__ARTICLE__
####################

This request can be used to poll for the statement’s status. StatementResponse contains statement_id and status; other fields might be absent or present depending on context. When the status.state field is SUCCEEDED it will also return the result manifest and the first chunk of the result data. When the statement is in the terminal states CANCELED, CLOSED or FAILED, it returns HTTP 200 with the state set. After at least 12 hours in terminal state, the statement is removed from the warehouse and further calls will receive an HTTP 404 response.

NOTE This call currently might take up to 5 seconds to get the latest status and result.

Parameters:

statement_id – str The statement ID is returned upon successfully submitting a SQL statement, and is a required reference for all subsequent calls.

####################

__WHAT YOU WILL DO__
1. In the documentation on statement status, translate this sentence into Spanish: "After at least 12 hours in terminal state, the statement is removed from the warehouse and further calls will receive an HTTP 404 response."
2. Answer these questions from the documentation on statement status:
(a) What HTTP code is returned when the statement is in the state CANCELED, CLOSED or FAILED?
(b) How long might this call currently take to get the latest status and result?
(c) When is the statement ID returned?
3. Extend the documentation on statement status beyond its last sentence, writing a few more lines in the same style.

####################

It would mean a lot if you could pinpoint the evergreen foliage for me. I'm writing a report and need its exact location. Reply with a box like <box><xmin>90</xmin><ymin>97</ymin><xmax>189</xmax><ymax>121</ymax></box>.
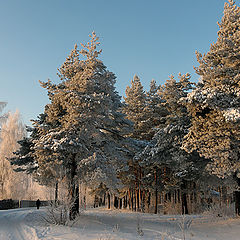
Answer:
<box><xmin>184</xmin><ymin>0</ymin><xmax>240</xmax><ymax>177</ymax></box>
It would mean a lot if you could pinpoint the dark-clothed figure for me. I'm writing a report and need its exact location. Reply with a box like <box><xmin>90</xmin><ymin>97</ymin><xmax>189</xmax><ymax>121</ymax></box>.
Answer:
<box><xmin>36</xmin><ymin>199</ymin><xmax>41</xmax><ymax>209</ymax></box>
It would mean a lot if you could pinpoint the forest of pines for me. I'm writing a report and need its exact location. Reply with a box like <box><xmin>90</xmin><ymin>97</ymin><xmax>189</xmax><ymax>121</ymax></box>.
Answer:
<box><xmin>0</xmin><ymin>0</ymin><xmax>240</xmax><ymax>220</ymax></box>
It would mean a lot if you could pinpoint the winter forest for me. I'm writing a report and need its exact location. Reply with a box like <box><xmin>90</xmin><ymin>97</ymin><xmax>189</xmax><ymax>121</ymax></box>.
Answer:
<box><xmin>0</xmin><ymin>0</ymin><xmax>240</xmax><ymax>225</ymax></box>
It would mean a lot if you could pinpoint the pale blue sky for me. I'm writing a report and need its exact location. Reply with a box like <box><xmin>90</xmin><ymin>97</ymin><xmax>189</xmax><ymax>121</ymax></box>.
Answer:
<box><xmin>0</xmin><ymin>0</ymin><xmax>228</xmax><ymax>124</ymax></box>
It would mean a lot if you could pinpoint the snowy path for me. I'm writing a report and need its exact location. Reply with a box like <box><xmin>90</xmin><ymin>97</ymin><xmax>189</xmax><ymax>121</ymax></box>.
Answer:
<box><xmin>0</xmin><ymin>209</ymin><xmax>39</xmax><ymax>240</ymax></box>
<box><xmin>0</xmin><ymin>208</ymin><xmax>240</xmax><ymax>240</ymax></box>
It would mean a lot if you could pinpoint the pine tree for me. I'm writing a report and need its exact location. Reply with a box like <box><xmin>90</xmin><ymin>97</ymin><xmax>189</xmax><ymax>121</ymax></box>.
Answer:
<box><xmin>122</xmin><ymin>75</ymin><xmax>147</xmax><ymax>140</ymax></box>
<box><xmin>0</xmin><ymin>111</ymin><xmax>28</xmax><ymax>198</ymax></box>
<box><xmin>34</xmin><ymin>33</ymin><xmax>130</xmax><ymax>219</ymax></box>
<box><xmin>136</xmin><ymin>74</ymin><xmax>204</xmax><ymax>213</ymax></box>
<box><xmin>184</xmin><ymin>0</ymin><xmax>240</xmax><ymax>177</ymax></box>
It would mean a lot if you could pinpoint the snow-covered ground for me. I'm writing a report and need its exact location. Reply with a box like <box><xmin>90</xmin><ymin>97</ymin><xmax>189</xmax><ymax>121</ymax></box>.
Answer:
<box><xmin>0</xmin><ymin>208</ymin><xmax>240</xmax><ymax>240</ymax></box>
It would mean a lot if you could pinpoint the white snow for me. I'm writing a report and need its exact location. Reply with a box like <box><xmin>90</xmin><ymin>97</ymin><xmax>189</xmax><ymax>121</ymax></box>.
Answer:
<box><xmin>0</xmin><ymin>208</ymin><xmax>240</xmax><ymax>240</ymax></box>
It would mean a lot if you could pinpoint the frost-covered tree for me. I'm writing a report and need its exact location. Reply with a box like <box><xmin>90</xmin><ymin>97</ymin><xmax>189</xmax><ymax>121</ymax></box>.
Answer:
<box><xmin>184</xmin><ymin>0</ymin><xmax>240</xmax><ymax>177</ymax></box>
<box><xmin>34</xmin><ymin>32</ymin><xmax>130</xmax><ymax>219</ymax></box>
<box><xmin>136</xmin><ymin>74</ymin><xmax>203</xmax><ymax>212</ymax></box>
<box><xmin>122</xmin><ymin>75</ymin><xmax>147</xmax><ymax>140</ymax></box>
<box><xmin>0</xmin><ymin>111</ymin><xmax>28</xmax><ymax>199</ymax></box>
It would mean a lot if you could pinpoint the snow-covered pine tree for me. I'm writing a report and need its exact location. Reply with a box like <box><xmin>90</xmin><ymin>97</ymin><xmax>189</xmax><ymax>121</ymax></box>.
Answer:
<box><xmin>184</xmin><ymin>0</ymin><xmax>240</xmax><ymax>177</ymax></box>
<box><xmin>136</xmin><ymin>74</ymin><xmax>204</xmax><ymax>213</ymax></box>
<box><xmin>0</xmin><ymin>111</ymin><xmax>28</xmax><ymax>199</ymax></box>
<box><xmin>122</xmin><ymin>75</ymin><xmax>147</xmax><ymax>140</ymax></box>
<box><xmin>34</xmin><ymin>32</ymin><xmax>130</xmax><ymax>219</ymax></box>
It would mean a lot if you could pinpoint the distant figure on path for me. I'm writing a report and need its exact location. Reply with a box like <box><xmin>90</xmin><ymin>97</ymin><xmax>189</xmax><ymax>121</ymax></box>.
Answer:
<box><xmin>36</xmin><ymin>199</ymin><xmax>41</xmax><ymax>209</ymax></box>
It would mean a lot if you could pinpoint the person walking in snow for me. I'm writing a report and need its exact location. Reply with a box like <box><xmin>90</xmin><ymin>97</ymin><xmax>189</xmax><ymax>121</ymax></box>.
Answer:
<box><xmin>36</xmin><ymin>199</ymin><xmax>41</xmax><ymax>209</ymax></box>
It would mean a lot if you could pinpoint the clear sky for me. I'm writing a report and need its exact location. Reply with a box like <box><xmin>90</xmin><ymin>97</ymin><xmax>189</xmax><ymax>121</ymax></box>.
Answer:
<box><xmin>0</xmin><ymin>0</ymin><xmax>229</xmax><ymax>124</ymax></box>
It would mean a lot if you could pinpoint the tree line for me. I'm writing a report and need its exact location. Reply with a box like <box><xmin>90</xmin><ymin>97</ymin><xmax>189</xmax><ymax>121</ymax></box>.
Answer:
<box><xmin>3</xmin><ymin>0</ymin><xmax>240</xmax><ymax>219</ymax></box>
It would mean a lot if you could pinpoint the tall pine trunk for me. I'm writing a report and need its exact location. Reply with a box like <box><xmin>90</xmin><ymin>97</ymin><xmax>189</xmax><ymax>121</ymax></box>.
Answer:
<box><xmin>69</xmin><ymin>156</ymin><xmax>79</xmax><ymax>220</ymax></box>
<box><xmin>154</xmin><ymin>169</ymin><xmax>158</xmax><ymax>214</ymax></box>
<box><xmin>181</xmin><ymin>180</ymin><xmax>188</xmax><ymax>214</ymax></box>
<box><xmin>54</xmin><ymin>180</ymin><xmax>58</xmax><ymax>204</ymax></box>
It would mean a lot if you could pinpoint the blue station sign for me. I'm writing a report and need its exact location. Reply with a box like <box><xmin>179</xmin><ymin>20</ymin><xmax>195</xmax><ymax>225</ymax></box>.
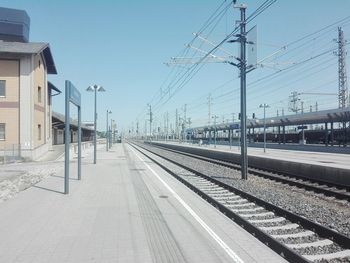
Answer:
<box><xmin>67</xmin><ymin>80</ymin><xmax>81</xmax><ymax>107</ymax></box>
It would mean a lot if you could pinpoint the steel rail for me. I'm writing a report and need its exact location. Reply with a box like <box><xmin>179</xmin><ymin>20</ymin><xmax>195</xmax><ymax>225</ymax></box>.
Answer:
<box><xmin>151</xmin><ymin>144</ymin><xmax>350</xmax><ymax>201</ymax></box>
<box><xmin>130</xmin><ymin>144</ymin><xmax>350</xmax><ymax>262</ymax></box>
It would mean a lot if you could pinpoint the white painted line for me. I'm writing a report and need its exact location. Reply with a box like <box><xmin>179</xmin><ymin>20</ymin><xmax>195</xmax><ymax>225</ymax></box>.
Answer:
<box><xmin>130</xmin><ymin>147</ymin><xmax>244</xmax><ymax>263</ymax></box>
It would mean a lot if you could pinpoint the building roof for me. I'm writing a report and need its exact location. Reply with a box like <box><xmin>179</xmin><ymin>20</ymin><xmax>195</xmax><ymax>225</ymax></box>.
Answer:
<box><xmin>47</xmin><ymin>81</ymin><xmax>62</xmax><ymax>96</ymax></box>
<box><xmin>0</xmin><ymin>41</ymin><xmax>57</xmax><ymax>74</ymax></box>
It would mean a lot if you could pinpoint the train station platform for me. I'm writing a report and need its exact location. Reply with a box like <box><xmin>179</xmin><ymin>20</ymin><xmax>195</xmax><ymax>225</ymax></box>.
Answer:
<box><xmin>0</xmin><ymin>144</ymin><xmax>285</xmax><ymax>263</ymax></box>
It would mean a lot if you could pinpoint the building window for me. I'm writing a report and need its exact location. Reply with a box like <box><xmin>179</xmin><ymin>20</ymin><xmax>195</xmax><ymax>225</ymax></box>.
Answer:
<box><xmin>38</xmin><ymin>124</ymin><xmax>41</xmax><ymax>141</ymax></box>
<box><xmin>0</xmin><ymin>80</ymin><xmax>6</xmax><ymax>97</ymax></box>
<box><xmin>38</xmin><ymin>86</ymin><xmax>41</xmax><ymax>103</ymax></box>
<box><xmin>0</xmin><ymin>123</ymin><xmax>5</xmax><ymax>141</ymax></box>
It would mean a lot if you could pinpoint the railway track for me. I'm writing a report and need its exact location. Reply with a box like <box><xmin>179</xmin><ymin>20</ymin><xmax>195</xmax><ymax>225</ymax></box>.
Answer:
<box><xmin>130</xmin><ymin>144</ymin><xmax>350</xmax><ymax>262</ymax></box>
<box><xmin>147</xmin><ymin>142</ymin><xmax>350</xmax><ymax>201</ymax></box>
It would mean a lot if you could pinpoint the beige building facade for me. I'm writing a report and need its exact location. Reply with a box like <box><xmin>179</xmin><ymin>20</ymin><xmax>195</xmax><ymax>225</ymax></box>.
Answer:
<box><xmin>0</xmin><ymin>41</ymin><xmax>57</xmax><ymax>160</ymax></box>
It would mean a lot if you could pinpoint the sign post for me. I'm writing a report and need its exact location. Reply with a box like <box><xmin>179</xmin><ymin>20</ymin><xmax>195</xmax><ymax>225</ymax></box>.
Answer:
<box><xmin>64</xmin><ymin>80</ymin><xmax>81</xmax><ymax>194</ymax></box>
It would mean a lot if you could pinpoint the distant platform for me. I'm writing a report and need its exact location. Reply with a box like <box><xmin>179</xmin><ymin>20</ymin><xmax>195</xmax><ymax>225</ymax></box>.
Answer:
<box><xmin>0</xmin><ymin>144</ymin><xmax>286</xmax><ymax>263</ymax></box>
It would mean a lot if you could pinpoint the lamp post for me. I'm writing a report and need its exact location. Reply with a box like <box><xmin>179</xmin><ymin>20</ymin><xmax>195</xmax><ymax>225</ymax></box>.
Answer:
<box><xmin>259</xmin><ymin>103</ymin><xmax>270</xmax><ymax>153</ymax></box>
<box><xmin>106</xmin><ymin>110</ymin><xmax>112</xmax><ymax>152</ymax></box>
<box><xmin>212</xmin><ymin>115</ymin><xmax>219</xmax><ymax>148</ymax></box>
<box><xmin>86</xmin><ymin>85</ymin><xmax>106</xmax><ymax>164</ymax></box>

####################

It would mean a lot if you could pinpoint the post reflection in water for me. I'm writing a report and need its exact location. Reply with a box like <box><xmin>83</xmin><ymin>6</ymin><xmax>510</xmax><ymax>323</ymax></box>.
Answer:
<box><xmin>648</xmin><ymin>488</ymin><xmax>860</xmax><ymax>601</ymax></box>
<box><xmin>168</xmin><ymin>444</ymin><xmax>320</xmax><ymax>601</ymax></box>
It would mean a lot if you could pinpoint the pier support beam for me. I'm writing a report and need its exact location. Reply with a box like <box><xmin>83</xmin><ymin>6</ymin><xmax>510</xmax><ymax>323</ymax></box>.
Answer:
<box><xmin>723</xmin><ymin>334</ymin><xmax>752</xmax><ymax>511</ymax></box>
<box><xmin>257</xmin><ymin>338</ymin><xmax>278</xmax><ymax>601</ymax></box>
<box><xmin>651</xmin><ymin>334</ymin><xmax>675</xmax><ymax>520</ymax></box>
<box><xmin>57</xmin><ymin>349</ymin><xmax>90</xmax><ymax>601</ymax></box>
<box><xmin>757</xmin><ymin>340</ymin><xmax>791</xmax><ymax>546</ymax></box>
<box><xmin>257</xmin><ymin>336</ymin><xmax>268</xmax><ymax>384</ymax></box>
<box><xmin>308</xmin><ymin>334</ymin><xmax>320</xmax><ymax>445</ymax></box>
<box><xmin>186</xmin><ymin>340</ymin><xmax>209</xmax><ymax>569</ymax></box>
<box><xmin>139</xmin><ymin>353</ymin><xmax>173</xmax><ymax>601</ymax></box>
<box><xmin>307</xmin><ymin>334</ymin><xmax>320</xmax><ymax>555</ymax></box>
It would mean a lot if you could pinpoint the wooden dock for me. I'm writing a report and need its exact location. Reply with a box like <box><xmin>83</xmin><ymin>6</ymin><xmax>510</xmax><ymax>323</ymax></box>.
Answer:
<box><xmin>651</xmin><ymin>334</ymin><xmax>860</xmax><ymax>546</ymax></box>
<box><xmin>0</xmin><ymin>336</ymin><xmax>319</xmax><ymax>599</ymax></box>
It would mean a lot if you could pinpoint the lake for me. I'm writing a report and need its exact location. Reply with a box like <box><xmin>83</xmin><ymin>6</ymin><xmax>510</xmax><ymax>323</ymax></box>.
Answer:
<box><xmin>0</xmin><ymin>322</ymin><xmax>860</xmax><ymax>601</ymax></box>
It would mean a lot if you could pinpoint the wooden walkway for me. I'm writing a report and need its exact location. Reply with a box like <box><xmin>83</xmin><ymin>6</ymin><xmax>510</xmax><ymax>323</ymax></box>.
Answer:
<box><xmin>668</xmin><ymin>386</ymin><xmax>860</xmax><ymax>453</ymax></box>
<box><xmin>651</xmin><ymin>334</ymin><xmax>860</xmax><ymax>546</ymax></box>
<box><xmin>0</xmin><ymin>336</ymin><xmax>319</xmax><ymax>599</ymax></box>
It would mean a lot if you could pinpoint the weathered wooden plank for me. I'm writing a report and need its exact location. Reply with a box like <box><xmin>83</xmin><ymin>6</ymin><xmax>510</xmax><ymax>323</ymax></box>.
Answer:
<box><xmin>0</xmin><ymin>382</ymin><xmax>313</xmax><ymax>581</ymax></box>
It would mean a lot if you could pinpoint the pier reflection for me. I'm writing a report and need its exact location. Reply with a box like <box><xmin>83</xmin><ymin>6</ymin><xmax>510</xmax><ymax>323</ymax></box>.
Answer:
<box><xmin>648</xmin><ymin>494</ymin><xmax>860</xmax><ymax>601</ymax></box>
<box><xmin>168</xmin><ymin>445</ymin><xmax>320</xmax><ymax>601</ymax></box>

####################

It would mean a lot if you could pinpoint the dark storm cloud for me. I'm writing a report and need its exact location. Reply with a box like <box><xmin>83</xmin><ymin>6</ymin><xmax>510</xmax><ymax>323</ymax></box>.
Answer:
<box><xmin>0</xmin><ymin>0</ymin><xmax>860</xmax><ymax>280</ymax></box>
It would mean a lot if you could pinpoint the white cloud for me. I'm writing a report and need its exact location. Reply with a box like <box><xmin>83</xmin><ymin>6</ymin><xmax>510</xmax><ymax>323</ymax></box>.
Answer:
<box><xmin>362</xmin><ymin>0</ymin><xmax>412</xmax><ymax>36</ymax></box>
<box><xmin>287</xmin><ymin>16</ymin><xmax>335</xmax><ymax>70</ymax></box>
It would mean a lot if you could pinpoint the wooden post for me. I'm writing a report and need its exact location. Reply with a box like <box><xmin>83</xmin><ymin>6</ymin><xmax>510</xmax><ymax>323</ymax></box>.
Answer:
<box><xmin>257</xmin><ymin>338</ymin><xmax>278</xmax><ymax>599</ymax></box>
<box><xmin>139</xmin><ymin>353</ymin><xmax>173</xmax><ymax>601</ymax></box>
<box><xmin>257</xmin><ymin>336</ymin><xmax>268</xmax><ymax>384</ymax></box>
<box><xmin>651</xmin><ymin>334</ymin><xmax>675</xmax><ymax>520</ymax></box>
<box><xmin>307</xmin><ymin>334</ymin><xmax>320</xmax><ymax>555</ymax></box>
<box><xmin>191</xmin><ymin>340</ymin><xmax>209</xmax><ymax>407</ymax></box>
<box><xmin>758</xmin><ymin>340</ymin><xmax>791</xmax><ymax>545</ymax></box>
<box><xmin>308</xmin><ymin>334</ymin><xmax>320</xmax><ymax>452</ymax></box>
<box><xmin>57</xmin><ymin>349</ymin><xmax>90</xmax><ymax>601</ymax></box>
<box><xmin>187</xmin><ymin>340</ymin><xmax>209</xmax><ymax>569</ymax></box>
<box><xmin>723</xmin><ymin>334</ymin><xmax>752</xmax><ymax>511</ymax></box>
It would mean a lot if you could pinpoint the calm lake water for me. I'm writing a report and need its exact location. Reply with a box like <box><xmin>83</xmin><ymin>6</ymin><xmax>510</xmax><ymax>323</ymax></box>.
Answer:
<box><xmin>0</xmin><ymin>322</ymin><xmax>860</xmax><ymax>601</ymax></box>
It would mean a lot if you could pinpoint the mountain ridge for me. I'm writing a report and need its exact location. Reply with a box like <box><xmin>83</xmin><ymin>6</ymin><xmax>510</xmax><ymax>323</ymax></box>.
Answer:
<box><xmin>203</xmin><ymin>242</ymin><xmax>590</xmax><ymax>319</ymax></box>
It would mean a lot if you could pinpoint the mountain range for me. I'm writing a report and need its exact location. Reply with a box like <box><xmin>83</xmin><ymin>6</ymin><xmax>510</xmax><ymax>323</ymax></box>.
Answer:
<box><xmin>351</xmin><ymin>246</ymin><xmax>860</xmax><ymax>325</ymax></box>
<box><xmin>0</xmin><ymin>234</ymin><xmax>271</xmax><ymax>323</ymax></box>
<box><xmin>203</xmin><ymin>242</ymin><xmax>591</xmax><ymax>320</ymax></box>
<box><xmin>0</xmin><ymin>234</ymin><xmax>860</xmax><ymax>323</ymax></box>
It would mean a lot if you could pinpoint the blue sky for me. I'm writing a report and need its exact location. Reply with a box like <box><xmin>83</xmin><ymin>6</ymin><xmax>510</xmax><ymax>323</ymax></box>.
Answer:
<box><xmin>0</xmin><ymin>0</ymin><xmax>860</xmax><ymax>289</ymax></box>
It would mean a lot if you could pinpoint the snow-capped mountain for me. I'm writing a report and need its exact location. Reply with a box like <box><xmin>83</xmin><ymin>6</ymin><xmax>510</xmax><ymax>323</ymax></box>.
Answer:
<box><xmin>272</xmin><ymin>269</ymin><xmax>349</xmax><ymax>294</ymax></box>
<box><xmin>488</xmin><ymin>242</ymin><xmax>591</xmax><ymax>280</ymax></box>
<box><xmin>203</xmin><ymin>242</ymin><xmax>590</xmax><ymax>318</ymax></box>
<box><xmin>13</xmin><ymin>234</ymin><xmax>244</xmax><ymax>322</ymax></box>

####################

__THE RESPONSES__
1. Tras al menos 12 horas en estado terminal, la sentencia se elimina del almacén y las llamadas posteriores recibirán una respuesta HTTP 404.

2.
(a) HTTP 200
(b) Up to 5 seconds
(c) Upon successfully submitting a SQL statement

3.
Returns:

StatementResponse

get_statement_result_chunk_n(statement_id: str, chunk_index: int) ResultData

After the statement execution has SUCCEEDED, this request can be used to fetch any chunk by index. Whereas the first chunk with chunk_index=0 is typically fetched with :method:statementexecution/executeStatement or :method:statementexecution/getStatement, this request can be used to fetch subsequent chunks. The response structure is identical to the nested result element described in the :method:statementexecution/getStatement request, and similarly includes the next_chunk_index and next_chunk_internal_link fields for simple iteration through the result set. Depending on disposition, the response returns chunks of data either inline, or as links.

Parameters:
  • statement_id – str The statement ID is returned upon successfully submitting a SQL statement, and is a required reference for all subsequent calls.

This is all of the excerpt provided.